Text messages regarding drug transactions between Plaintiff and Manning were located on
the phone and later led to Manning’s arrest. Additionally, on February 19, 2015, an individual
later identified as Beverly Ball sent a text message to Plaintiff’s phone attempting to purchase
methamphetamine. Someone—apparently Defendant—used the phone to communicate with Ball
to set up a drug transaction. Defendant later located and arrested Ball, who admitted to sending
the text message and to going to the site of the intended drug transaction. Plaintiff suffered no
actual injury from Defendant’s actions, but the report and recommendation notes that he may be
entitled to nominal damages in the event that a constitutional violation occurred.

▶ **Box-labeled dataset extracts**
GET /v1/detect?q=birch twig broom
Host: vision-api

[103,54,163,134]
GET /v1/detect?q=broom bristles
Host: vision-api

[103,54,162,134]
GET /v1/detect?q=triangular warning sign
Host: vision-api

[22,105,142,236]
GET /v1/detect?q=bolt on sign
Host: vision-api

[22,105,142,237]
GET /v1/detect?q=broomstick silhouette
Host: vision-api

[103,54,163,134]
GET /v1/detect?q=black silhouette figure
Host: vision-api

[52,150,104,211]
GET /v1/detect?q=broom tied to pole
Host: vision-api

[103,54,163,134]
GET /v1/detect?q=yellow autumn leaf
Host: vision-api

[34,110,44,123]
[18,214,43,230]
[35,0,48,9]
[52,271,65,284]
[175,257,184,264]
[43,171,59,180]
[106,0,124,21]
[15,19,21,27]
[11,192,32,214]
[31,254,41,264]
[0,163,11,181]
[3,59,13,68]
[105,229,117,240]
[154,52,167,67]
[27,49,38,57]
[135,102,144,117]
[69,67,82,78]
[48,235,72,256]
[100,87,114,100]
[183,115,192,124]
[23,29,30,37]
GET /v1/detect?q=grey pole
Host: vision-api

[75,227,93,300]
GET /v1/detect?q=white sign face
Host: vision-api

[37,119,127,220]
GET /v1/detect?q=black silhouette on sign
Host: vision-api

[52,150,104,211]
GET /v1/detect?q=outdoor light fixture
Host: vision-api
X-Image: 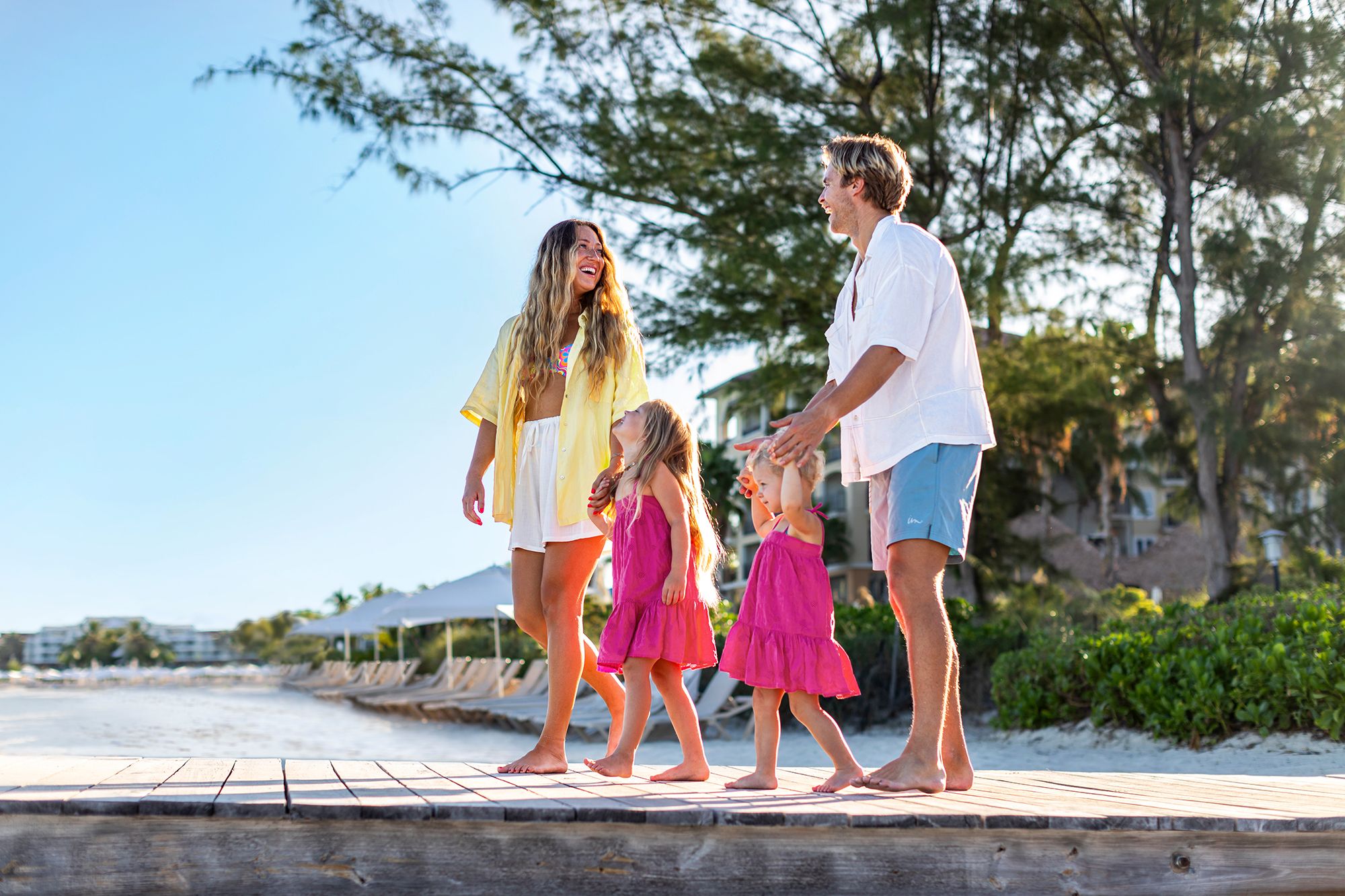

[1258,529,1284,591]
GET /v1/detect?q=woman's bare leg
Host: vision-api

[790,690,863,794]
[725,688,784,790]
[584,657,654,778]
[650,659,710,780]
[499,537,624,775]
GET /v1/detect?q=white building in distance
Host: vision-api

[23,616,241,666]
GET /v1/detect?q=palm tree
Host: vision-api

[359,583,393,600]
[118,619,176,666]
[56,619,117,666]
[327,591,355,614]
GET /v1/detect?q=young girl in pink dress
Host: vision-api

[720,442,863,792]
[584,401,722,780]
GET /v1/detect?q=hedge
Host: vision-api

[991,585,1345,745]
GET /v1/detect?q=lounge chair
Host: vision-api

[317,659,420,700]
[355,657,471,709]
[420,661,546,721]
[405,657,515,719]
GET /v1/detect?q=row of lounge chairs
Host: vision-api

[281,658,752,740]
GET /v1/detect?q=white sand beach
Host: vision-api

[0,686,1345,775]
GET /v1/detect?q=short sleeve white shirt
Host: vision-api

[827,216,995,485]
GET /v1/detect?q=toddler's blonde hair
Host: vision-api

[748,436,827,495]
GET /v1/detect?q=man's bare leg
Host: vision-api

[499,538,624,774]
[889,572,975,790]
[858,538,958,794]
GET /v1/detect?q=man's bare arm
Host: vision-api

[771,345,907,464]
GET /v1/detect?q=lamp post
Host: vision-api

[1258,529,1284,591]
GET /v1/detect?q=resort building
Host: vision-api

[23,616,241,666]
[701,374,904,604]
[701,371,1345,603]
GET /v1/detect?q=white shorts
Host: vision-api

[508,417,603,553]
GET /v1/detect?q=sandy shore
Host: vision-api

[0,686,1345,775]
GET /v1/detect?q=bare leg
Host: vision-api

[584,657,654,778]
[790,692,863,794]
[855,538,958,794]
[499,538,621,775]
[650,659,710,780]
[725,688,784,790]
[890,572,975,790]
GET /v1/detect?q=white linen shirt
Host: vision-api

[827,216,995,485]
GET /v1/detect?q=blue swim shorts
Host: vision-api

[869,442,981,571]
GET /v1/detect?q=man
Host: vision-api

[738,136,995,794]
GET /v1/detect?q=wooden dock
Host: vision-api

[0,756,1345,896]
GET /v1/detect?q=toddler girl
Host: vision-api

[584,401,722,780]
[720,441,863,792]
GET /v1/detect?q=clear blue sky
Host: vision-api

[0,0,741,631]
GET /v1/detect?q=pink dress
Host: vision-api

[597,494,714,673]
[720,514,859,697]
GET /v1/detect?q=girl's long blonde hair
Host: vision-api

[621,398,724,606]
[510,218,640,415]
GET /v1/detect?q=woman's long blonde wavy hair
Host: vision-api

[510,218,640,417]
[621,398,724,606]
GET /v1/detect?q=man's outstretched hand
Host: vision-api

[771,409,837,466]
[733,414,799,451]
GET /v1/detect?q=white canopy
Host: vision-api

[393,567,514,627]
[289,591,409,638]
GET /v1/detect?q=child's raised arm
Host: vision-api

[780,460,822,545]
[650,464,691,604]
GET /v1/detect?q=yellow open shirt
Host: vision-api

[463,311,650,526]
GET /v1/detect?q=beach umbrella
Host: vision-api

[295,591,408,662]
[382,567,514,688]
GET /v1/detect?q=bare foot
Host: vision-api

[496,745,570,775]
[584,754,635,778]
[650,759,710,780]
[725,772,780,790]
[812,766,863,794]
[850,755,948,794]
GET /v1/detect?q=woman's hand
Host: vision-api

[589,458,625,510]
[463,477,486,526]
[663,572,686,607]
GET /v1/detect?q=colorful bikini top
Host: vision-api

[546,341,574,376]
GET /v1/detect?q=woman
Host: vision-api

[463,219,648,775]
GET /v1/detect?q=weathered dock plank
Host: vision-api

[211,759,289,818]
[332,760,434,821]
[0,756,1345,896]
[285,759,360,818]
[0,815,1345,896]
[63,759,187,815]
[140,758,234,815]
[0,756,136,814]
[378,762,504,821]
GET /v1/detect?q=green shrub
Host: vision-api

[991,578,1345,744]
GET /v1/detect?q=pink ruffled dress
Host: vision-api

[720,512,859,697]
[597,494,714,674]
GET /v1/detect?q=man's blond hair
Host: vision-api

[822,133,911,214]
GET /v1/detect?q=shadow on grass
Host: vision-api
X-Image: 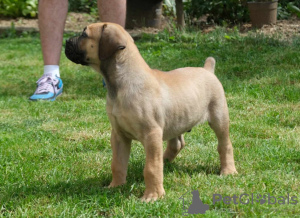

[2,158,218,211]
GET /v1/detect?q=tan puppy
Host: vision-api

[65,23,236,202]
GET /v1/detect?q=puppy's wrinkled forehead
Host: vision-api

[84,23,105,38]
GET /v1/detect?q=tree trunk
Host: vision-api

[176,0,185,29]
[126,0,163,29]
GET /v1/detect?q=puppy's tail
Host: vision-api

[204,57,216,73]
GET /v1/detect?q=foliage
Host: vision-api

[0,28,300,218]
[69,0,98,13]
[0,0,38,18]
[186,0,249,24]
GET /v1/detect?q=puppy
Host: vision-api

[65,23,237,202]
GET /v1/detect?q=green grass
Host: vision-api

[0,29,300,217]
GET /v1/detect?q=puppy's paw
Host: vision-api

[141,188,166,203]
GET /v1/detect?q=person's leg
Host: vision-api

[29,0,68,100]
[39,0,68,65]
[98,0,126,27]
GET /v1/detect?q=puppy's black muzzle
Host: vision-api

[65,37,88,65]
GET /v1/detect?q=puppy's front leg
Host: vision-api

[142,129,165,202]
[164,134,185,162]
[108,129,131,188]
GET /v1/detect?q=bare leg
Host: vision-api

[39,0,68,65]
[142,129,165,202]
[98,0,126,27]
[109,130,131,188]
[164,135,185,162]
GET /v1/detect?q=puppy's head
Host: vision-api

[65,23,128,66]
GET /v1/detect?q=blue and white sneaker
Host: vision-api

[29,74,63,101]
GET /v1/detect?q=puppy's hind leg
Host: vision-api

[164,134,185,162]
[108,129,131,188]
[209,101,237,175]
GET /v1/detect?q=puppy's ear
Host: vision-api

[99,24,127,61]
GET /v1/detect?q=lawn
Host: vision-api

[0,28,300,217]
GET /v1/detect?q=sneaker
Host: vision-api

[29,74,63,101]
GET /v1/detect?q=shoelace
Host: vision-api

[36,74,58,93]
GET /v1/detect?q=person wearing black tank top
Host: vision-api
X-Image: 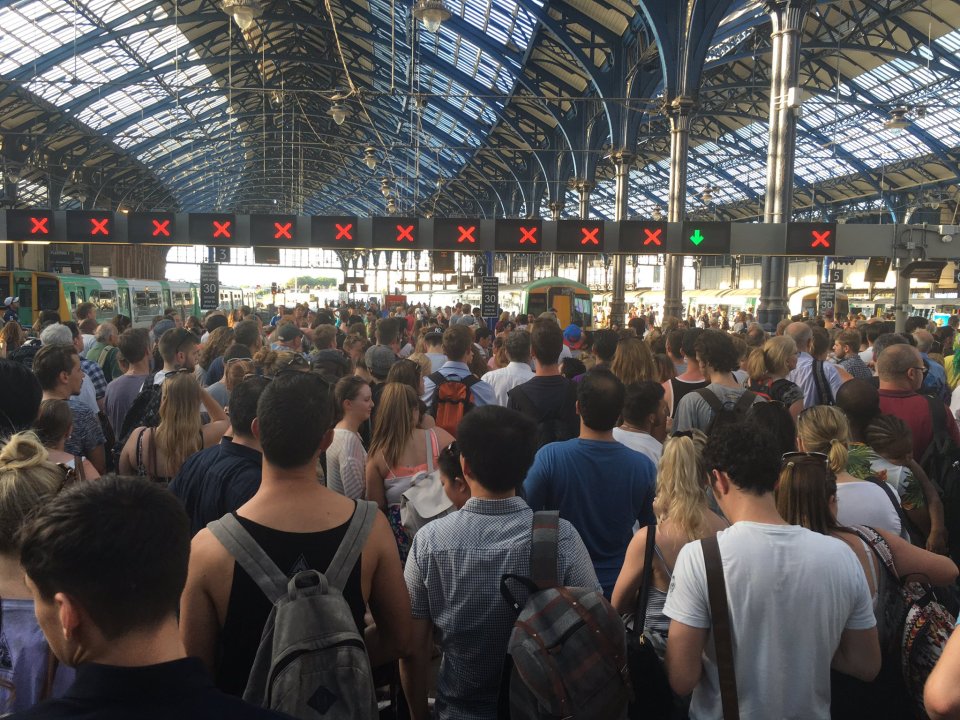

[180,373,411,695]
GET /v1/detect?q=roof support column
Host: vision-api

[610,155,633,328]
[663,97,694,319]
[757,0,810,332]
[577,180,593,285]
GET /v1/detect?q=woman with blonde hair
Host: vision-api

[366,382,453,561]
[120,369,230,484]
[610,337,660,385]
[747,335,803,421]
[611,430,727,657]
[0,430,74,715]
[776,452,957,718]
[797,405,907,537]
[33,400,100,480]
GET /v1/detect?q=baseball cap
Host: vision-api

[563,323,582,342]
[364,345,397,380]
[277,323,303,342]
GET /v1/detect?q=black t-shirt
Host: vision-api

[216,516,366,696]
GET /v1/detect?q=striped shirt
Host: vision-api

[404,497,600,720]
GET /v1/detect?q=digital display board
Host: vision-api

[310,215,366,248]
[250,215,302,248]
[67,210,118,243]
[433,218,480,251]
[493,218,543,252]
[373,217,423,250]
[620,220,667,255]
[674,220,730,255]
[557,220,604,253]
[3,210,53,241]
[787,223,837,255]
[127,212,178,245]
[190,213,243,247]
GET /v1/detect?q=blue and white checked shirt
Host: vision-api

[404,497,600,720]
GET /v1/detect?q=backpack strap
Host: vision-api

[530,510,560,590]
[694,388,723,413]
[700,535,740,720]
[207,513,290,603]
[324,500,378,592]
[630,525,657,635]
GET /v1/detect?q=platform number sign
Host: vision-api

[200,263,220,310]
[820,283,837,317]
[480,275,500,318]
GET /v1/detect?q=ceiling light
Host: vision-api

[883,107,910,130]
[327,102,350,125]
[413,0,450,32]
[221,0,263,31]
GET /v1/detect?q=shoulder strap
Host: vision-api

[324,500,377,592]
[695,388,723,413]
[530,510,560,590]
[700,535,740,720]
[633,525,657,635]
[733,390,757,413]
[207,513,289,603]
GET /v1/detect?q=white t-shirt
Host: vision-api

[837,480,901,535]
[613,428,663,466]
[664,522,877,720]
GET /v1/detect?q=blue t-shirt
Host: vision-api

[523,438,657,598]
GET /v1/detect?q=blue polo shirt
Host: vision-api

[170,437,263,535]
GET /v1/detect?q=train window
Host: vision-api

[35,275,61,312]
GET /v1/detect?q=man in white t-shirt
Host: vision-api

[664,423,880,720]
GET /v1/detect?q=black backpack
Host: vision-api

[696,388,758,435]
[113,374,163,468]
[507,378,580,449]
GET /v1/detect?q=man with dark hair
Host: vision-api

[613,380,668,465]
[420,324,497,411]
[13,476,284,720]
[673,330,765,432]
[833,330,873,380]
[877,344,960,462]
[33,344,107,475]
[170,377,268,537]
[153,328,200,384]
[520,369,657,598]
[400,406,598,720]
[104,328,153,433]
[664,424,880,718]
[180,372,410,695]
[663,328,710,417]
[483,330,533,407]
[0,359,43,438]
[507,318,582,447]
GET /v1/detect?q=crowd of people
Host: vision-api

[0,298,960,720]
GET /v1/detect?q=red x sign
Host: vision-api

[457,225,477,243]
[30,217,50,235]
[643,228,663,245]
[152,220,170,237]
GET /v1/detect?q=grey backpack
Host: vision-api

[207,500,377,720]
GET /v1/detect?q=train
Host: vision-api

[0,270,257,327]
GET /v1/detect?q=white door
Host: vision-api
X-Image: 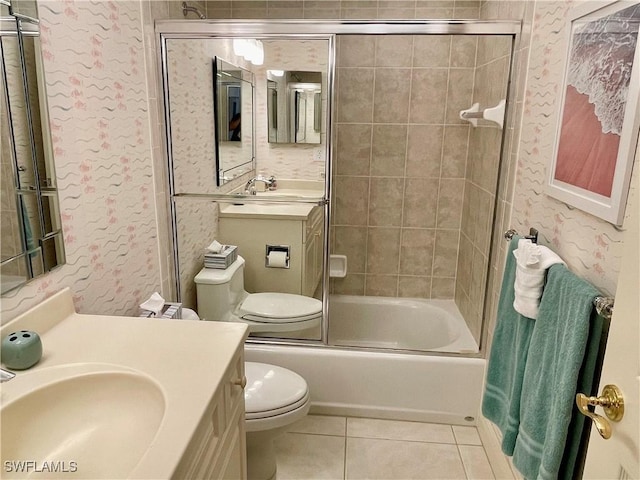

[584,172,640,479]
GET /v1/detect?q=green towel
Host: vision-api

[513,264,598,480]
[482,236,535,455]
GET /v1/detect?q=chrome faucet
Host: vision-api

[0,368,16,383]
[244,175,278,195]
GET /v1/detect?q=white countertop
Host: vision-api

[0,289,247,478]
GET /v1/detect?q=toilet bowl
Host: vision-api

[194,256,322,333]
[244,362,310,480]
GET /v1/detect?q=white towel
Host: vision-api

[513,239,566,319]
[206,240,226,253]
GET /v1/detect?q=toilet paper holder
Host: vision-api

[264,245,291,268]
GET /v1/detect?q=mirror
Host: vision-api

[0,2,65,294]
[156,22,333,340]
[267,70,322,144]
[162,38,255,194]
[213,57,253,186]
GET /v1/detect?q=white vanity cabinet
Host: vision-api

[172,344,247,480]
[218,204,324,297]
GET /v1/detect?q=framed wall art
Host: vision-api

[547,1,640,225]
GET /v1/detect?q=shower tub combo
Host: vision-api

[161,20,521,425]
[245,295,485,425]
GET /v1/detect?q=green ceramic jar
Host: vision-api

[1,330,42,370]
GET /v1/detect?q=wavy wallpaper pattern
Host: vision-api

[2,0,160,321]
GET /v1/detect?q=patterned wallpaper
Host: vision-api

[2,0,160,322]
[2,0,637,330]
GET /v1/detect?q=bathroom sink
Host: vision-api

▶ **Exercise brief**
Write out the court passage about the phone's text messages word for word, from "Text messages regarding" to "constitutional violation occurred.".

▶ **Task response**
Text messages regarding drug transactions between Plaintiff and Manning were located on
the phone and later led to Manning’s arrest. Additionally, on February 19, 2015, an individual
later identified as Beverly Ball sent a text message to Plaintiff’s phone attempting to purchase
methamphetamine. Someone—apparently Defendant—used the phone to communicate with Ball
to set up a drug transaction. Defendant later located and arrested Ball, who admitted to sending
the text message and to going to the site of the intended drug transaction. Plaintiff suffered no
actual injury from Defendant’s actions, but the report and recommendation notes that he may be
entitled to nominal damages in the event that a constitutional violation occurred.